(Excerpt Opens)

Inspector assails U.S. Interior Department’s oil program

September 26th, 2007

WASHINGTON: The U.S. Interior Departments program to collect billions of dollars annually from oil and gas companies that drill on federal lands is troubled by mismanagement, ethical lapses and fears of retaliation against whistle-blowers, the departments chief independent investigator has concluded.

The report, a result of a yearlong investigation, grew out of complaints by four auditors at the agency, who said that senior U.S. administration officials had blocked them from recovering money from oil companies that underpaid the government.

The report stopped short of accusing top agency officials of wrongdoing, concluding that the whistle-blowers were sometimes unaware of other efforts under way to recover the missing money and that they sometimes simply disagreed with top management.

(Excerpt Closes)
(Extracted records Opens)

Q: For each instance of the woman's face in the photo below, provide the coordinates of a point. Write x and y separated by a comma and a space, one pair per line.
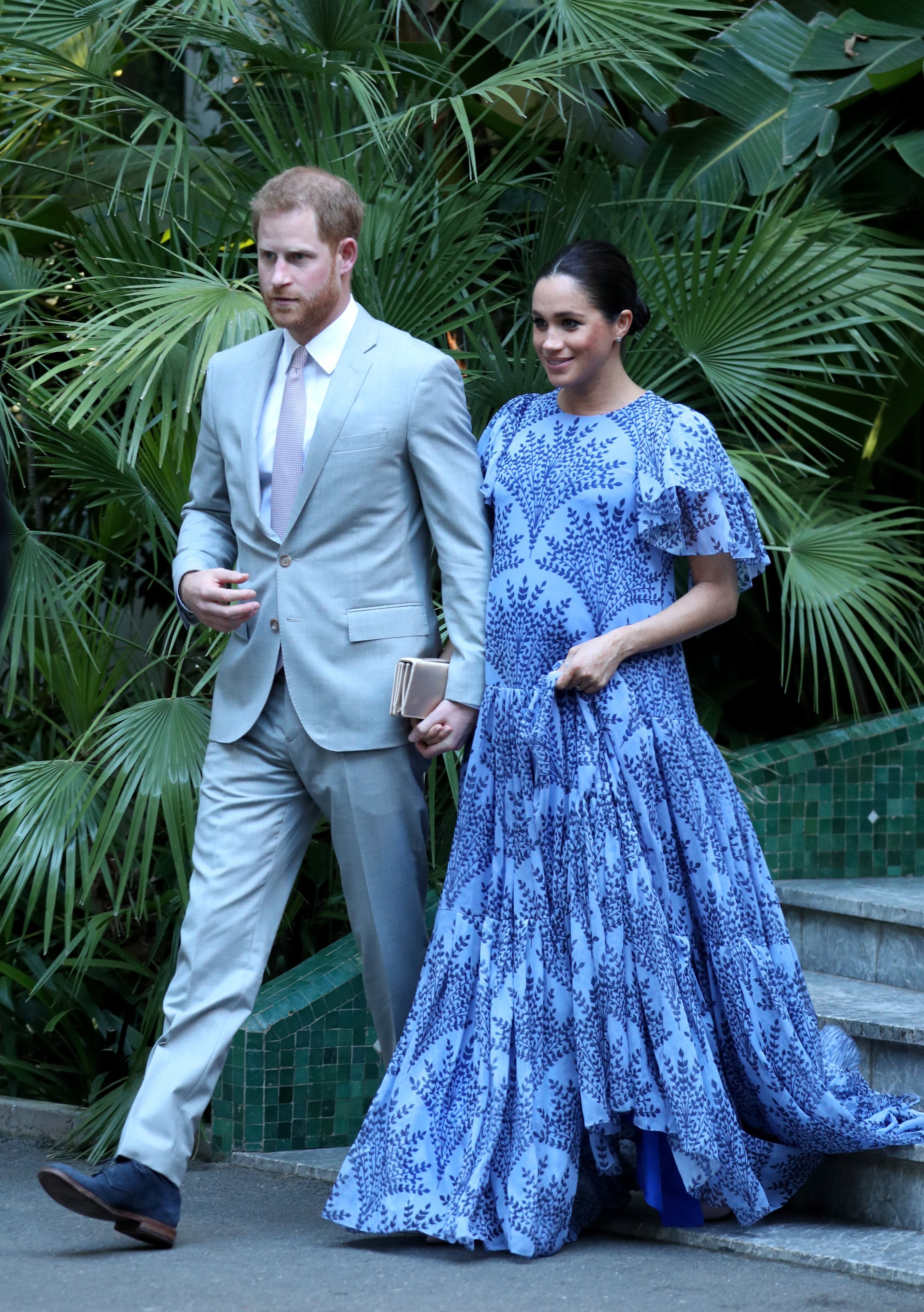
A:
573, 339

(Extracted records Closes)
(Extracted records Opens)

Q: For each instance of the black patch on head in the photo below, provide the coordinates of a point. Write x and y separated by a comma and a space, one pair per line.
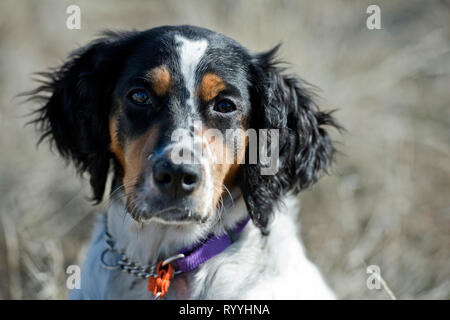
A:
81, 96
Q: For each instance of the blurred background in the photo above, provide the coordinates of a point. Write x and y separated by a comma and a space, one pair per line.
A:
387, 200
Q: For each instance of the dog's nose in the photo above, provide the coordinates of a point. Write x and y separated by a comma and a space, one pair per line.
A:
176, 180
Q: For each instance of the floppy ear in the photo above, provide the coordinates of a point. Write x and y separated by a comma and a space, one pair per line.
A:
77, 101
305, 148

(Extracted records Closes)
(Extracted records Opens)

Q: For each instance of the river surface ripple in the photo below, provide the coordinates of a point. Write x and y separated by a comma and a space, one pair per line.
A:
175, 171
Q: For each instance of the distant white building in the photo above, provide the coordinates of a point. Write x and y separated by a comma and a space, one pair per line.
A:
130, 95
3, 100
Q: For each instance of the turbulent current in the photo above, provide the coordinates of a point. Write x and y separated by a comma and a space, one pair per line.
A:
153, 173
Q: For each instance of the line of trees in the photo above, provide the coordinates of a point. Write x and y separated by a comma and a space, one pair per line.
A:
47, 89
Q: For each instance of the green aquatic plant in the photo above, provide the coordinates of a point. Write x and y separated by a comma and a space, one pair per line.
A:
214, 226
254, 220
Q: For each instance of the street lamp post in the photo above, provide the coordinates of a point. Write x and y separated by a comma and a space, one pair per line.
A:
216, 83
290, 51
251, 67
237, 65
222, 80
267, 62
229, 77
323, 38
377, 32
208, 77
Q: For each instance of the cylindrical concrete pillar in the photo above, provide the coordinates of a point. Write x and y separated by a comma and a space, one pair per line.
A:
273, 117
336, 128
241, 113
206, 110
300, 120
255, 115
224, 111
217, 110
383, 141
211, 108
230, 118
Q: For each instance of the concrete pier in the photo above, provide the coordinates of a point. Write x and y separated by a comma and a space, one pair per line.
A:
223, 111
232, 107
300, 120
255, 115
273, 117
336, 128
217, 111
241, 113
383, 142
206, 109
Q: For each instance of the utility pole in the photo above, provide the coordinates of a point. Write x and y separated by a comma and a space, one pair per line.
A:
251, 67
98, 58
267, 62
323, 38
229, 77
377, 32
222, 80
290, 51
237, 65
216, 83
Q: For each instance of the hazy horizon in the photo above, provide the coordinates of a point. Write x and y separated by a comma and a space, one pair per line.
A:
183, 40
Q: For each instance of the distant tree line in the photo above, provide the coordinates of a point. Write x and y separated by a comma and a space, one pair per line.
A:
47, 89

(Extracted records Closes)

Please answer these questions using the article on the Interior Department's oil program:
1. Who concluded that the program is troubled by mismanagement?
2. How long did the investigation behind the report last?
3. How many auditors at the agency complained?
The records were taken from a separate source.

1. The department's chief independent investigator.
2. A year.
3. Four.